_TASK LIST_:
a) Reproduce the passage of the forum thread on combining RNAseq datasets below, starting at "You can see" and ending at "help at all.", with no changes.
b) Write the next part of the forum thread on combining RNAseq datasets with vst and Combat, picking up after its final post.

_DOCUMENT EXTRACT_:
____
Combine RNAseq datasets vst + Combat
1
0
Entering edit mode
User34591 • 0
@user34591-8699
Last seen 2.9 years ago
France

Hi,
I have a home made RNAseq dataset, and I would like to compare the expression of some genes to TCGA samples (public data). I am not talking about differential analysis here, rather descriptive analysis.
What I would like to do is to first "vst transforme" all data together, then apply Combat on the output.
Is it a right way to perform this kind of analysis ?

Thank you

combat vst deseq2 • 833 views
0
Entering edit mode

My goal is to describe my dataset according to TCGA data. Does my samples have same expression level than those from TCGA for a set of genes (boxplot and PCA/clustering if possible). The absolute expression level is not really important I am more interested by the trend.

0
Entering edit mode

I moved your post to a comment, because you had posted it as an "Answer" to your original question.

You can see what the Combat authors say, but if the data is perfectly confounded, I don't think these batch correction removing software tools can help at all.

You can try removing GC dependence trends using Bioconductor software like cqn and EDASeq (you would provide these tools with the counts, not the VST values).

0
Entering edit mode

I am not sure to understand how  GC correction will correct for protocol and batch effect ?
____
_EXCERPTED RECORDS_:
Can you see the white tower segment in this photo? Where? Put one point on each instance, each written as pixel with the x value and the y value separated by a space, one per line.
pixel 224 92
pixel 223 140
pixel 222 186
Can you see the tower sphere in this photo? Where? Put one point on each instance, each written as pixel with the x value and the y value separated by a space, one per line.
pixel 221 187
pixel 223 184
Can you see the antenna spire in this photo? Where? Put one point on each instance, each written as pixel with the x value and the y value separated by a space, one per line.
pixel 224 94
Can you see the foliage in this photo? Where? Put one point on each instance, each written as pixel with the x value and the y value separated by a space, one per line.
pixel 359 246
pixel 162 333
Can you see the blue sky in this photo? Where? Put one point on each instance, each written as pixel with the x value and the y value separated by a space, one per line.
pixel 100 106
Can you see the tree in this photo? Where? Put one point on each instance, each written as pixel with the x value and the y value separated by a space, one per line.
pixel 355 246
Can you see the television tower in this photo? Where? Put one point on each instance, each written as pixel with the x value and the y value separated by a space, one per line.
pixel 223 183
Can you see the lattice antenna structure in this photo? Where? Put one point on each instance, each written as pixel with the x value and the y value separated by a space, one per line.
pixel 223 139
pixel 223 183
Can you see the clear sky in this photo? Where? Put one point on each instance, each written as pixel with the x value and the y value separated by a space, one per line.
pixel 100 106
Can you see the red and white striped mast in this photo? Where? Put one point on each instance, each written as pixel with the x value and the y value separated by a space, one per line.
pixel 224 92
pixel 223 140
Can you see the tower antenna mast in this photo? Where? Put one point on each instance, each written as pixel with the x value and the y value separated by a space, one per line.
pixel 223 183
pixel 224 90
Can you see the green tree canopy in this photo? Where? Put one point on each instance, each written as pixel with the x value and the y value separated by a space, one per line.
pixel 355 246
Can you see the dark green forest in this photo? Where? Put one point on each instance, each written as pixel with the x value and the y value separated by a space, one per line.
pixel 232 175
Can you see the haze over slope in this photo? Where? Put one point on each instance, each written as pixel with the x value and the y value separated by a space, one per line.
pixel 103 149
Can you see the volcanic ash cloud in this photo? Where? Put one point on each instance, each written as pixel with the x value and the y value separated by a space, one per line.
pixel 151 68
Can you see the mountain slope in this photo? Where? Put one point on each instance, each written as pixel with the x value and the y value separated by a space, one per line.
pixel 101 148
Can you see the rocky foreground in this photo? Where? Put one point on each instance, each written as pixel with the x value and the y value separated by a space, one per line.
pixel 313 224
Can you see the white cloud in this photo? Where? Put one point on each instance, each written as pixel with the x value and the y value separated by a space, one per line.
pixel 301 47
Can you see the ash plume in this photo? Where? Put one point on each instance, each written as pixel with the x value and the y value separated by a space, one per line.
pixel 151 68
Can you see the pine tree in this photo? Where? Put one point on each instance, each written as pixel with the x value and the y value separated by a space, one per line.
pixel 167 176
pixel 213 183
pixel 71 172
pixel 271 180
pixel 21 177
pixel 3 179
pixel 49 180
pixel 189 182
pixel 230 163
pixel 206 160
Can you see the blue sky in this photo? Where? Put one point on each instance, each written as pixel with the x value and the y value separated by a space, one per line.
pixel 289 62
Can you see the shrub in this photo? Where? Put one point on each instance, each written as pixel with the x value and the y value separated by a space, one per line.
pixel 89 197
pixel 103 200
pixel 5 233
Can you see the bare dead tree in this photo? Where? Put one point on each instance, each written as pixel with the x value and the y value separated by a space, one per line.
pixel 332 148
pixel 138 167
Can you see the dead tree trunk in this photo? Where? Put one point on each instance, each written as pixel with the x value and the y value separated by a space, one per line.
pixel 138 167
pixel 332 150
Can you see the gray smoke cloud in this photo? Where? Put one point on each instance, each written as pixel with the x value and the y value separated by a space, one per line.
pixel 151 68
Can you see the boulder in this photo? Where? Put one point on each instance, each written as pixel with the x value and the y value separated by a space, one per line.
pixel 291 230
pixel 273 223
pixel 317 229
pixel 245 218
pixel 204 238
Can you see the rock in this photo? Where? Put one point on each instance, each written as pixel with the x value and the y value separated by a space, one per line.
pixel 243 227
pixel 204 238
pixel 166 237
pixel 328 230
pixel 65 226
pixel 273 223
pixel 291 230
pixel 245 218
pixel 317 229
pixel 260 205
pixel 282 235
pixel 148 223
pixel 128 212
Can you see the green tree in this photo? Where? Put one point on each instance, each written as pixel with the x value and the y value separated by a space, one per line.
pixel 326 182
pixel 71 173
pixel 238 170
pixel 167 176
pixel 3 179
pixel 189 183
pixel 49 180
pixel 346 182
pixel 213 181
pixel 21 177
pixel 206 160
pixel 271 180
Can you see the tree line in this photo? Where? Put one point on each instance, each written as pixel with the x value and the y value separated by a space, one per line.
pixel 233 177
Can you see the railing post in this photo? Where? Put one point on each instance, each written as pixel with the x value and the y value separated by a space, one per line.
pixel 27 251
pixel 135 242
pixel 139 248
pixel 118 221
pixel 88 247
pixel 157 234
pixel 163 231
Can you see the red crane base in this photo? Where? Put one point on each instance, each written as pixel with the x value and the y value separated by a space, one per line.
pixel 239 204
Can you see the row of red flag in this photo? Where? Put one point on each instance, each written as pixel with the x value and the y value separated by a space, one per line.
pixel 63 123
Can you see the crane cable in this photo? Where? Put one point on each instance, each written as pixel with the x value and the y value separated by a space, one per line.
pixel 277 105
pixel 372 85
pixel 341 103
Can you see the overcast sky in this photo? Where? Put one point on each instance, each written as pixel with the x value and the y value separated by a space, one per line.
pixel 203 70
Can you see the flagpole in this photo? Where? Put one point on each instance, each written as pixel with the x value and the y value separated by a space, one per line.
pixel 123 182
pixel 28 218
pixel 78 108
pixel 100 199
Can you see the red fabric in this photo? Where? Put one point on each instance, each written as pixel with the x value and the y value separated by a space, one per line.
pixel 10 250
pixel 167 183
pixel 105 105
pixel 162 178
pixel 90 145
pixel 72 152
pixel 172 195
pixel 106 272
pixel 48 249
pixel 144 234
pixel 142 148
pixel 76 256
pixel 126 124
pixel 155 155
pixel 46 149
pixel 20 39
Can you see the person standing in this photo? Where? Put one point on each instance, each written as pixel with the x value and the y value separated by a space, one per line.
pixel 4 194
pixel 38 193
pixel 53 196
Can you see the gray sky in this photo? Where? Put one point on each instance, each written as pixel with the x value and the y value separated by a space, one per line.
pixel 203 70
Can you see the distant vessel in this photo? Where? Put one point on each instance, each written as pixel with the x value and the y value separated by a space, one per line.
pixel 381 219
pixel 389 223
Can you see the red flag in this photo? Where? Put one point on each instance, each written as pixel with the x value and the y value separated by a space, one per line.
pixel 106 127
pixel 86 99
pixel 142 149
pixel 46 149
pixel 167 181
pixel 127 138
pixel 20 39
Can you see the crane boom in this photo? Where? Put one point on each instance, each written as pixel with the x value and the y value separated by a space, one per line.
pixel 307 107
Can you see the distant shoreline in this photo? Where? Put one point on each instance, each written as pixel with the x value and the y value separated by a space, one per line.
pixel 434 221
____
_ANSWERS BELOW_:
a)
You can see what the Combat authors say, but if the data is perfectly confounded, I don't think these batch correction removing software tools can help at all.

b)
0
Entering edit mode

Some amount of technical differences in counts across batch can be removed by modeling the dependence of counts on GC content of features (and length as well), as performed by those two software packages I mentioned (see citations for details of those methods). But I don't know of any method that claims to be able to remove all protocol and/or batch effects when those are perfectly confounded with the comparison of interest.

0
Entering edit mode

I see your point, thank you ! I know this is really tricky. I will try what you have suggested. Again thank you for your help !

0
Entering edit mode
@mikelove
Last seen 21 hours ago
United States

You can use the vst() function to quickly variance stabilize a large set of samples. Whether it makes sense to do different things downstream of that depends on the data and what you plan to do. You haven't really said enough about what you are going to do so that the authors of Combat could reply if it makes sense or not.